# WRITTEN PROBLEM
Gather every line in the entries below that contains the word "left".

-*-*-

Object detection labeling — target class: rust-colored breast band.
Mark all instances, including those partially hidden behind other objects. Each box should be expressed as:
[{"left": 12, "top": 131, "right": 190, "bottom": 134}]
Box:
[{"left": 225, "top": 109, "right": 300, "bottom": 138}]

-*-*-

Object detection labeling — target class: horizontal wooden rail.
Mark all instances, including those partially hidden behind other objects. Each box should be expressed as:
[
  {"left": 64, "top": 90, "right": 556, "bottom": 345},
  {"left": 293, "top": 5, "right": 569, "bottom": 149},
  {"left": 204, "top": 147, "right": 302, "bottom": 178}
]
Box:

-*-*-

# RESULT OF THIS EXERCISE
[{"left": 12, "top": 131, "right": 190, "bottom": 134}]
[{"left": 225, "top": 109, "right": 300, "bottom": 138}]
  {"left": 64, "top": 90, "right": 556, "bottom": 345},
  {"left": 293, "top": 5, "right": 569, "bottom": 149},
  {"left": 204, "top": 147, "right": 302, "bottom": 178}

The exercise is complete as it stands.